[Exercise passage]

This company is just another one of those paper tiger companies... or maybe paper unicorn is a better metaphor ... who make something that is wholly unnecessary and the only thing they are good at is manufacturing buzz. Their technology solution seems to be an unnecessarily complex solution to a simple problem. We don't need to "know what your body is doing so you can live a healthier life", we just need to eat better and exercise far more. It's that focus on symptoms rather than causes that annoys the heck out of me. But I guess they have learned from the perpetual dependency model. You don't get to be a paper billionaire by telling people to stop being unhealthy, you become a paper billionaire by selling unnecessary stuff.
jonnathanson|11 years ago
This is a very good point. My guess would be that we're seeing -- in this article, and in the Fortune profile linked on HN a few months ago -- the results of an incredibly well orchestrated and tightly controlled PR strategy. Say what you will about Elizabeth Holmes, but she is no dummy. She knows exactly what she is doing. The comparisons to Steve Jobs that seem to pop up in all of these articles are no accident. They feel intentionally cultivated, and perhaps to some degree, they're warranted. [1] Jobs also had a knack for image-making, be it in the tight control he exercised over the flow of information inside and outside his company, and in the image he ensured that the media portray.
Does the emperor wear no clothes here? I have no idea. I know next to nothing about the inner workings of the company, or about the medtech world (though I do find it fascinating). I do know that marketing matters a great deal, and traditional biotech and medtech companies don't seem to care too much about consumer image. They rely on time-tested sales channels and retail strategies. Theranos is different in the respect that it's running an Apple-esque marketing and PR playbook in an industry that traditionally does not.
"what these people are doing for lab testing, in terms of technology, sounds totally revolutionary IF YOU DON'T KNOW ANYTHING ABOUT CLINICAL LABS."

[/Exercise passage]

| Required work |
Could you continue the Theranos discussion above, picking up right after the quoted line ending "ANYTHING ABOUT CLINICAL LABS."?

[Data records]

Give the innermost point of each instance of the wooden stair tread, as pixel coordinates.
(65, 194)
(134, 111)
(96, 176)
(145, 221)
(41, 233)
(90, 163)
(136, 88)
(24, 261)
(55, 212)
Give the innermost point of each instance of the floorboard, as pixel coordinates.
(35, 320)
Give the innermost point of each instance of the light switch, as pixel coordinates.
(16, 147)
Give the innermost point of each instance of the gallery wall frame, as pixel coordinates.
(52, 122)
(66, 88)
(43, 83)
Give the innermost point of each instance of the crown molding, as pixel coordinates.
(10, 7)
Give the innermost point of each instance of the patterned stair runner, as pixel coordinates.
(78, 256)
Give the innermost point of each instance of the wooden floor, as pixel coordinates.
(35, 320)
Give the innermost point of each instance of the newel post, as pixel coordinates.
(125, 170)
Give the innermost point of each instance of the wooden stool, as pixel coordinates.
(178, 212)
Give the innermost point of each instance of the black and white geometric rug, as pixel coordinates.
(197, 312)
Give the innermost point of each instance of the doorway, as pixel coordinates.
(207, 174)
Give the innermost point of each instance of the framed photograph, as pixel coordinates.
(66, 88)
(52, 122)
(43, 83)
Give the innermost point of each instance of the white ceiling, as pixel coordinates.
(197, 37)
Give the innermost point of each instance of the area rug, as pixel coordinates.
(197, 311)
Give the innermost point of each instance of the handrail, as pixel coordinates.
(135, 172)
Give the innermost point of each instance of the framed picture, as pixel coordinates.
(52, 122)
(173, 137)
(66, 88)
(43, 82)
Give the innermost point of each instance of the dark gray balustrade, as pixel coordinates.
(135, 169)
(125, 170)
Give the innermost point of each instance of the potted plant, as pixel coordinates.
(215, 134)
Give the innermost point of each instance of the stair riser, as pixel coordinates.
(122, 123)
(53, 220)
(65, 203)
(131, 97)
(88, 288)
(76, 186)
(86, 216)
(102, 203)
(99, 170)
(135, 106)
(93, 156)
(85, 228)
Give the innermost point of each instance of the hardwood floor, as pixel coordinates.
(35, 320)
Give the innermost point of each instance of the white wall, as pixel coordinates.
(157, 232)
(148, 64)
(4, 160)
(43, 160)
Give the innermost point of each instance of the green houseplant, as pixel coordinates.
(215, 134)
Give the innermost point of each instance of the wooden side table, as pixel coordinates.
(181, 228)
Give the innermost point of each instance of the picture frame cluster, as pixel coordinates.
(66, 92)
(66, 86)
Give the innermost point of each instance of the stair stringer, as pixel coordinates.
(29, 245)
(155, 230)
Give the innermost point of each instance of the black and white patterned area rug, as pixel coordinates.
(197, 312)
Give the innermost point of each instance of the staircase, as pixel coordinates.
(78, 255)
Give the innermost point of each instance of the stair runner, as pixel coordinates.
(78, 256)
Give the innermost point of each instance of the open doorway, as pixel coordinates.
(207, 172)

[/Data records]

| Written response |
Yes, and I think Theranos/Holmes are well aware of that fact. If anything, they see it as an opportunity to seize a beachhead in consumer consciousness. The thinking process seems to be: most consumers know virtually nothing about how this all works, ergo, we can appear as gods before them. That is a speculative and perhaps cynical read, but at the same time, I admire their savvy. I admire it a great deal.
[1] Preemptive note: I am saying "to some" degree here. :) I'm not saying she is Steve Jobs, or that the comparison need extend any further, to any other dimensions, than in the specific area I'm talking about in this case. But I think you can make the case that someone who always appears in black turtlenecks, and has a way of invoking the name "Steve Jobs" in almost every major article about her, is intentionally aiming for the comparison. Which is exactly what Steve Jobs himself would have done, in a manner of speaking. (Cf., his intentional evocations of Edison, Ford, Picasso, etc.)
nilkn|11 years ago
She's literally dressing like him for her self-promotional photos, in a way that was specifically mocked in HBO's "Silicon Valley" series recently.
specialp|11 years ago
throwaway979|11 years ago
smanuel|11 years ago
And I think people who work that much are more likely to make mistakes.
L_Rahman|11 years ago
Theranos' technology is likely not going to blow my mind but I have to give them a lot of credit for incredible PR and (depending on how good the product actually ends up being) execution.
tel|11 years ago
The FDA question is still really vital, of course.